Data in this exercise:
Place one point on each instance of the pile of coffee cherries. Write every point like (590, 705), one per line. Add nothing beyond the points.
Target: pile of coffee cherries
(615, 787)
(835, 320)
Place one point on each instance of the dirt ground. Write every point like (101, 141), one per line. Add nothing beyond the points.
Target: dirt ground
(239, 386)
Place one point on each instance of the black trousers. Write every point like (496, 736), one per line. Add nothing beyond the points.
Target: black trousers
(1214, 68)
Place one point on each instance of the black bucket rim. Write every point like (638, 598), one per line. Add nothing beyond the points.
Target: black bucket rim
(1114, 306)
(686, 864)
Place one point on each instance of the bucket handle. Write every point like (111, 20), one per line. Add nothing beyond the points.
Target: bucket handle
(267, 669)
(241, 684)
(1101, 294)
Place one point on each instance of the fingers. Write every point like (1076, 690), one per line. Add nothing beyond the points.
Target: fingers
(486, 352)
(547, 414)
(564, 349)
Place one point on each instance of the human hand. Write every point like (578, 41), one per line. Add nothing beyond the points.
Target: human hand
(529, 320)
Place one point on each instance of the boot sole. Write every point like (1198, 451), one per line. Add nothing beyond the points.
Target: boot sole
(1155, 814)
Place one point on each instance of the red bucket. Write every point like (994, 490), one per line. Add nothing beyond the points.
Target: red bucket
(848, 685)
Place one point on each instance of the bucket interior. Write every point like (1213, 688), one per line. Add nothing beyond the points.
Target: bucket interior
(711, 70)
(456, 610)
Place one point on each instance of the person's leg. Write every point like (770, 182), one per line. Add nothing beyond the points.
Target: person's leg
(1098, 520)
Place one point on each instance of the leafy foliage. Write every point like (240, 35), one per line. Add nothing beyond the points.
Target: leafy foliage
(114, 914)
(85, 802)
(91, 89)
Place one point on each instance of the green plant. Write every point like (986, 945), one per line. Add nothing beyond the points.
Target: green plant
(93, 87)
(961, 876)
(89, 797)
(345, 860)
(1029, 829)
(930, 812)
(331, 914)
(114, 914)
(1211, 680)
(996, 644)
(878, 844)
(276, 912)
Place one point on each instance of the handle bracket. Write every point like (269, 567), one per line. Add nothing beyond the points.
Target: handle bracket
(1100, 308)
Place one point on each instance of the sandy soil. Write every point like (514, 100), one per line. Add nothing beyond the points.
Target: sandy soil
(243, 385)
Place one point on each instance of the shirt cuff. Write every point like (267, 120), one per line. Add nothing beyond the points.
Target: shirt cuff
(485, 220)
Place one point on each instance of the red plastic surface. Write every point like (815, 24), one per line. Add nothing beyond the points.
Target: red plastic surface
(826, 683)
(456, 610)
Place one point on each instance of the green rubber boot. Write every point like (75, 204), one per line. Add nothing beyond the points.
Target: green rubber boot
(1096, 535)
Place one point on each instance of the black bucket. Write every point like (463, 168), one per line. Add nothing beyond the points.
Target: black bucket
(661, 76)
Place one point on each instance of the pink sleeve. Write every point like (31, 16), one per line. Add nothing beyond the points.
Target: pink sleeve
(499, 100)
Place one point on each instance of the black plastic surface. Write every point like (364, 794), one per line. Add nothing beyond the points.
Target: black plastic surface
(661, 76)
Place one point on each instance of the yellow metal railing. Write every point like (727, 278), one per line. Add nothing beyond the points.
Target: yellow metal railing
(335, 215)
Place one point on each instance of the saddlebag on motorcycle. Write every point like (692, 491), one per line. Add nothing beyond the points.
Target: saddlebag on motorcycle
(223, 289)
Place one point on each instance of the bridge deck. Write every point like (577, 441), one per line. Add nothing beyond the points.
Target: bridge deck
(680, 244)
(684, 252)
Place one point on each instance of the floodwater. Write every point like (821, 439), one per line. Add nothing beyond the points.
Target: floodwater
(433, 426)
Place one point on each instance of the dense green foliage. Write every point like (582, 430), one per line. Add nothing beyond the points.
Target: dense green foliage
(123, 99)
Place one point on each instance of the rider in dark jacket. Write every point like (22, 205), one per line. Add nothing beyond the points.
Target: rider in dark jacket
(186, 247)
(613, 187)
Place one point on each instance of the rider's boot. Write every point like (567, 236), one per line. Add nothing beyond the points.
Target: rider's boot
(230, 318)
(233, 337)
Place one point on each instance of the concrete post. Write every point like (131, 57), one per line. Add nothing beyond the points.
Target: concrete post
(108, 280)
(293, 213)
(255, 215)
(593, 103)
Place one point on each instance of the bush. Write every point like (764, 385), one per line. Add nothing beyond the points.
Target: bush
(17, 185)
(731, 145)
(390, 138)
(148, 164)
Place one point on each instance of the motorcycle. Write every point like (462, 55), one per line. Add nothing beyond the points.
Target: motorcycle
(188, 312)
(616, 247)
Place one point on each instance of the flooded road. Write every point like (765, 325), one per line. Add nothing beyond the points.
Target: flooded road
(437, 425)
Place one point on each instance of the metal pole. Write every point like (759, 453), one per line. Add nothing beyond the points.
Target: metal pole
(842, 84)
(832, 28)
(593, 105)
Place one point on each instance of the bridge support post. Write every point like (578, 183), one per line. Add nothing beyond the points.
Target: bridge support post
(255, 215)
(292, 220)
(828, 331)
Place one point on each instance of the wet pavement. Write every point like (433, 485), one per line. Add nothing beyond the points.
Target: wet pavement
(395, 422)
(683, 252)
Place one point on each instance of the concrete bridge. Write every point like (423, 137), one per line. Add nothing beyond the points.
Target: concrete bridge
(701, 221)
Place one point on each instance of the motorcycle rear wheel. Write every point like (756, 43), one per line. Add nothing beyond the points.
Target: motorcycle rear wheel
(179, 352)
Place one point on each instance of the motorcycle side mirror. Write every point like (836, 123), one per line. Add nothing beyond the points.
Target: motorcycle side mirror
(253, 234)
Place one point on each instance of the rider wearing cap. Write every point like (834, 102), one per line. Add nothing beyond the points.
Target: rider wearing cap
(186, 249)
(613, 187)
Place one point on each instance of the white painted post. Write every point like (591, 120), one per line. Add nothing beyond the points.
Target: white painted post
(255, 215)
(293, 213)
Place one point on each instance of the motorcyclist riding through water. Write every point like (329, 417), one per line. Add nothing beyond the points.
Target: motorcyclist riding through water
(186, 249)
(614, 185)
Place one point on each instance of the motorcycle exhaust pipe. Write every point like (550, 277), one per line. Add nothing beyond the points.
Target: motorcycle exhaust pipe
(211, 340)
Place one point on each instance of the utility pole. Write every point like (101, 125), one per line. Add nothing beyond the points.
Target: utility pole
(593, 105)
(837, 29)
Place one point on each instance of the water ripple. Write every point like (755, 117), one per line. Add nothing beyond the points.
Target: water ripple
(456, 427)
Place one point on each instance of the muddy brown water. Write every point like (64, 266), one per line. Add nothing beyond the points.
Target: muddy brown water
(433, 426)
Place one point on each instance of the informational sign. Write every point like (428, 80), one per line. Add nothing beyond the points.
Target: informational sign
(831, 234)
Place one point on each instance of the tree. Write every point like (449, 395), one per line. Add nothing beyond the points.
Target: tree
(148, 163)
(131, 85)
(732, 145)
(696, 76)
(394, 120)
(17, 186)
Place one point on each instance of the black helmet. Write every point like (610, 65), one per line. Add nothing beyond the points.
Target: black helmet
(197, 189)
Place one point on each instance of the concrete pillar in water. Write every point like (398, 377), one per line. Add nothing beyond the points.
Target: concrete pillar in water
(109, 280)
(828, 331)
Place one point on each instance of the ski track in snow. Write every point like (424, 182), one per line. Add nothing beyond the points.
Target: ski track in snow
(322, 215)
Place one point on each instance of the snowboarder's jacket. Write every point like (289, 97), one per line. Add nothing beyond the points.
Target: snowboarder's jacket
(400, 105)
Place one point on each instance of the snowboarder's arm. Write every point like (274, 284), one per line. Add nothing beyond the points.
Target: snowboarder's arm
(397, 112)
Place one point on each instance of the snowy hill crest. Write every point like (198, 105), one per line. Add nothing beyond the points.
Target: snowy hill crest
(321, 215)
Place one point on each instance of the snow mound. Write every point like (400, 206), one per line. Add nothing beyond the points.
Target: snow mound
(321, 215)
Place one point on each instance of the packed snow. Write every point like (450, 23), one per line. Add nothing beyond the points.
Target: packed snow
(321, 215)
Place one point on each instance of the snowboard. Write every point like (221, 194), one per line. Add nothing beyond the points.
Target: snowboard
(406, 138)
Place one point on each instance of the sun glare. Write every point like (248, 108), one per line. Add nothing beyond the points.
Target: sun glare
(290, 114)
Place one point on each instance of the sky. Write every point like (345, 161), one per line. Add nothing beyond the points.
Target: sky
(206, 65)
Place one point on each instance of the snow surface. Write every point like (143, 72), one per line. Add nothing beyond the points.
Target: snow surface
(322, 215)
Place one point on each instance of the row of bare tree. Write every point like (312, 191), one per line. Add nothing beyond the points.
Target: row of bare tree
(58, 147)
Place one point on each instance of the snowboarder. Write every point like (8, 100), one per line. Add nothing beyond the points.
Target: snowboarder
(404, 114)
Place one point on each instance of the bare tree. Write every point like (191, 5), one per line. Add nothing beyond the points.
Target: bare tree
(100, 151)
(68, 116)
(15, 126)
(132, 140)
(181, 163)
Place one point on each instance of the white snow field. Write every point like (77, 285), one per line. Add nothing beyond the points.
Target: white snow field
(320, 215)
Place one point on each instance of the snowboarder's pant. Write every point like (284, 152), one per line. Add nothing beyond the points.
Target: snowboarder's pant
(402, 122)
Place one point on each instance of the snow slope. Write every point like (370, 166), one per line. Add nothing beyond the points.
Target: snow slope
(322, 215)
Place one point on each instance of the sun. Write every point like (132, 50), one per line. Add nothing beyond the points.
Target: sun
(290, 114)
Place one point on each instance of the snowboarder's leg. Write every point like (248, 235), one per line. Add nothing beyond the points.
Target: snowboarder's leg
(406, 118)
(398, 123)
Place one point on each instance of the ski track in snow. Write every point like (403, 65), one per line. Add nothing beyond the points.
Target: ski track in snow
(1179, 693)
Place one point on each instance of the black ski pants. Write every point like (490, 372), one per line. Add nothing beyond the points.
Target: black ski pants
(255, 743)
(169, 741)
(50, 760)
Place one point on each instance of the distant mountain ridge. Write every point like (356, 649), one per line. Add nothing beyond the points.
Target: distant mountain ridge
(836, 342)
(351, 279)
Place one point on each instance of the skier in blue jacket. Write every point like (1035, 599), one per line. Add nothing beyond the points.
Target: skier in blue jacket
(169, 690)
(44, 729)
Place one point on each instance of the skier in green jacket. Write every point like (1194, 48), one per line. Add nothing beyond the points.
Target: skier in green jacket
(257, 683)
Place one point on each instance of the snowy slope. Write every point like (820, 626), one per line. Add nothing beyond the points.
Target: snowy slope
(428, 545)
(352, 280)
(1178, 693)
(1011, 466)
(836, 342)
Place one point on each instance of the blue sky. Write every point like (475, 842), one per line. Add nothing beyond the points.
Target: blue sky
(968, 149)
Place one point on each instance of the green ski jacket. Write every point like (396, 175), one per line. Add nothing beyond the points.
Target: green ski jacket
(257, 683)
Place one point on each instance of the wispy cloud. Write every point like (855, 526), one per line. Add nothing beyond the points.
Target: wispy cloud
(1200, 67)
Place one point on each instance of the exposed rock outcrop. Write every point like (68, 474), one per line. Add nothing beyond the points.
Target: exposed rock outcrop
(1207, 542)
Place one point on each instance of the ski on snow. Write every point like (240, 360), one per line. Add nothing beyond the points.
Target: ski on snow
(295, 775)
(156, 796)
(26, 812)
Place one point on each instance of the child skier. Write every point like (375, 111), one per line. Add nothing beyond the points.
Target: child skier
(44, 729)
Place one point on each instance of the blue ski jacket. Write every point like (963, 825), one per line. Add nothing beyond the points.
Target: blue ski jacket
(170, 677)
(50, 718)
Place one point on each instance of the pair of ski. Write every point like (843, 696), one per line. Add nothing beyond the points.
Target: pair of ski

Your instructions: Look above for the line containing "Place one point on each instance of the skier in green", then transcribe it and all lines after it through the last, exactly and with nothing else.

Complete answer:
Place one point on each instance of the skier in green jacket. Write every point like (1194, 48), one per line. Add nothing beyond the points.
Target: skier in green jacket
(257, 683)
Place one point on each instance of the snowy slope. Write every point like (820, 626), one per line. Add nothing beyond the points.
Target: snowy slope
(428, 545)
(352, 280)
(1178, 693)
(1011, 466)
(836, 342)
Place one point on each instance of the blue sky. Write every point like (475, 842), one per line. Add nothing beyond the points.
Target: blue sky
(968, 149)
Place one point on each instance of the green ski jacket. Write every point like (396, 175), one per line. Add nothing beyond the points.
Target: green ski jacket
(257, 683)
Place one point on each instance of the wispy cloud. Write every point like (855, 526), one per line. Add nothing beyond the points.
Target: wispy cloud
(1200, 67)
Place one point on each instance of the exposed rock outcrop. Write every point like (68, 474), one per line. Add nothing beyond the points.
Target: exposed rock outcrop
(1207, 542)
Place one point on each instance of the ski on snow. Write every point like (240, 360), one per line. Add nothing beyond the points.
Target: ski on snow
(295, 775)
(156, 796)
(26, 812)
Place one point on each instance of the child skier. Write every point like (375, 111), one per line. Add nothing beyond the points.
Target: child skier
(44, 729)
Place one point on each instance of the blue ski jacket. Write every point like (963, 825), one per line. Add nothing beyond the points.
Target: blue ski jacket
(170, 677)
(50, 718)
Place one point on each instance of the pair of ski. Write every point like (843, 696), one per line. Add nothing beyond the points.
Target: pair of ski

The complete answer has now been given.